== Study material ==
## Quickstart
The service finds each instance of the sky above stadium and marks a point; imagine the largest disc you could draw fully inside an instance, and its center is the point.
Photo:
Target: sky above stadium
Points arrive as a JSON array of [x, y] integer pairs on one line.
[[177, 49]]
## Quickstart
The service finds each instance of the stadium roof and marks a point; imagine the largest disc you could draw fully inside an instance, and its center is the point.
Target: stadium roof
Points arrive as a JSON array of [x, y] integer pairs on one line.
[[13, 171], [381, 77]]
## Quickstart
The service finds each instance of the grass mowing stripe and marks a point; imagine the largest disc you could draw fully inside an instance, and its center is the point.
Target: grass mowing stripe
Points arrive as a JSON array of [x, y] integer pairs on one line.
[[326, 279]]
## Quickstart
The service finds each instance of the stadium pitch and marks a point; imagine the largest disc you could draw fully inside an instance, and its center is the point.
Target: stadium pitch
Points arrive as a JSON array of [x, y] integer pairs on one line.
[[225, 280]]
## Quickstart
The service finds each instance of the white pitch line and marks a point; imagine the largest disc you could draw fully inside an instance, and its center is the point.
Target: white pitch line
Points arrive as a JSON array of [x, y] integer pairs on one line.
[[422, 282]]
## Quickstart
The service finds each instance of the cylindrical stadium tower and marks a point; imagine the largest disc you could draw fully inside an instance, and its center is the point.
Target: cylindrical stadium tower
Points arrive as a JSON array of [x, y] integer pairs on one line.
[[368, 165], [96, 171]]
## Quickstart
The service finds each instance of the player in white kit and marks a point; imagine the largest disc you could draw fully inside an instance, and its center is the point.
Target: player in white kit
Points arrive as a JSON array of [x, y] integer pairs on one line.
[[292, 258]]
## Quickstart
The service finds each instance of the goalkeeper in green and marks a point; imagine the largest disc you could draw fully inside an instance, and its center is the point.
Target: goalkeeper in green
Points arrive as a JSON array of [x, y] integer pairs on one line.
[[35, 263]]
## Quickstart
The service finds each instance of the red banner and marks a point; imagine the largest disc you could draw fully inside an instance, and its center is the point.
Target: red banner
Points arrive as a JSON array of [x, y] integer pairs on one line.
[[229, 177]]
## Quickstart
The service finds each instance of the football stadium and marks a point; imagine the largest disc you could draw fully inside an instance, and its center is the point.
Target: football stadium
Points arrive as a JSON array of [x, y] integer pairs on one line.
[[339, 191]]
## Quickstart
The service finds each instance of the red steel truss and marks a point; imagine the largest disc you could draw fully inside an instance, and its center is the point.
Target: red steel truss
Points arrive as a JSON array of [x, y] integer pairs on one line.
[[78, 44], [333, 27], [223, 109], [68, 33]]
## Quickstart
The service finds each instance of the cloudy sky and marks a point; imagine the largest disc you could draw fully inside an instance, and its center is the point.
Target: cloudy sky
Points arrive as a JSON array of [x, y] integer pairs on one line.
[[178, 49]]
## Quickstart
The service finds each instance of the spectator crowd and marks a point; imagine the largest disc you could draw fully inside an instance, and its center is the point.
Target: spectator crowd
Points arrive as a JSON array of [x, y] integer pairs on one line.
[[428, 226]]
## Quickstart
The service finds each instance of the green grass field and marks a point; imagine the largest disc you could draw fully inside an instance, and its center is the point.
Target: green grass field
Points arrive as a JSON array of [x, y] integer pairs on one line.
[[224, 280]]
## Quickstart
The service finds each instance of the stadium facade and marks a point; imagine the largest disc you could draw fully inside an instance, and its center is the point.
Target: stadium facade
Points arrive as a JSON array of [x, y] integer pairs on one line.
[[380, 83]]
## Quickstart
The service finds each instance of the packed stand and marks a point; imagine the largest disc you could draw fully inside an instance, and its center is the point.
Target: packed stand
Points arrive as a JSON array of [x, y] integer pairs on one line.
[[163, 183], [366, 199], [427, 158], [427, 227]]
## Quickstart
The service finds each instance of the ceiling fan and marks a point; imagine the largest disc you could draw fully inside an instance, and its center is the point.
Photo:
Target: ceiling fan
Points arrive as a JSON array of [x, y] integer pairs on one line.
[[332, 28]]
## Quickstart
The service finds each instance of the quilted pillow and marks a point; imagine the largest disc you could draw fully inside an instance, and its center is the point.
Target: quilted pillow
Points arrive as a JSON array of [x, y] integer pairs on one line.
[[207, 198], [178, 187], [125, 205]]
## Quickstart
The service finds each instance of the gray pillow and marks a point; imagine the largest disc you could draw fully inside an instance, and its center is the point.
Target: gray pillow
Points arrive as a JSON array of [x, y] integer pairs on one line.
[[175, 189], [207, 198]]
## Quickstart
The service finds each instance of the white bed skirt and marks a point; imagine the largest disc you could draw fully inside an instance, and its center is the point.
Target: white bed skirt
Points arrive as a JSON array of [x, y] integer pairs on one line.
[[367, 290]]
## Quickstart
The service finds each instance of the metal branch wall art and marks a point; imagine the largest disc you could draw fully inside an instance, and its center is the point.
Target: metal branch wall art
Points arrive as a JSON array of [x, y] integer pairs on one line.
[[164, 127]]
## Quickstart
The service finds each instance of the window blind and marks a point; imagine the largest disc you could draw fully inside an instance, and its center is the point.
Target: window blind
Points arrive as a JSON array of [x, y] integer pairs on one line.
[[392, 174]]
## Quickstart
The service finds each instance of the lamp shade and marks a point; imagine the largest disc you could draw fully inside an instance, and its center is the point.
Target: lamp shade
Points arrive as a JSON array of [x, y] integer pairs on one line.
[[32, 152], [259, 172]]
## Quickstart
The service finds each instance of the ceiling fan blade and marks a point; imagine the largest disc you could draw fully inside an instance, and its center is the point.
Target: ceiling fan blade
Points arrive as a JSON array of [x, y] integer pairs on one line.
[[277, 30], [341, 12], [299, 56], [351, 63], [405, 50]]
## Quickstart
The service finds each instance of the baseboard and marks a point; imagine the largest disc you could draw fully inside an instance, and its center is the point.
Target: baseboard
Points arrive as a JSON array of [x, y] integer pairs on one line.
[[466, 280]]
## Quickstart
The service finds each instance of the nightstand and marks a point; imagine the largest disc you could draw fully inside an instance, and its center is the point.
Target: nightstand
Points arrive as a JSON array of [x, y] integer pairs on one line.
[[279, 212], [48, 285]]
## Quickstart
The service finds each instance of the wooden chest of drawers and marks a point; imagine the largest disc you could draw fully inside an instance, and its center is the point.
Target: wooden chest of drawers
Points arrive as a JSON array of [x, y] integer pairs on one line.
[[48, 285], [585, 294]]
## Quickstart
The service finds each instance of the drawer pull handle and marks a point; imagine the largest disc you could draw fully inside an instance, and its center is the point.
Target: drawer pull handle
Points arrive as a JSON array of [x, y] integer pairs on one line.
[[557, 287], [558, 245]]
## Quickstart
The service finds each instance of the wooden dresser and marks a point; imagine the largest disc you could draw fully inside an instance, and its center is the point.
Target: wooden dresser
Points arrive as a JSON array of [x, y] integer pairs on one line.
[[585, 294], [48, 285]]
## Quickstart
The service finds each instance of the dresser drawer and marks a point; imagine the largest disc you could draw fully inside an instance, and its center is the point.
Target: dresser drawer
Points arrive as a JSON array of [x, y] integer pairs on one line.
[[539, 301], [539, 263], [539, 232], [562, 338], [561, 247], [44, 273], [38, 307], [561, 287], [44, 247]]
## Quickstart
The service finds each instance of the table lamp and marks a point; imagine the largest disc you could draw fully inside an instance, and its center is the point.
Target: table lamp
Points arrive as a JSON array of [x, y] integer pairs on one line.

== Goal of the exercise ==
Please copy out every line of the preceding listing that carries "chest".

== Answer space ==
The service finds each instance of the wooden chest of drawers and marks a point; imagine the largest disc you could draw fully inside an instance, and its center is the point.
Target: wooden chest of drawers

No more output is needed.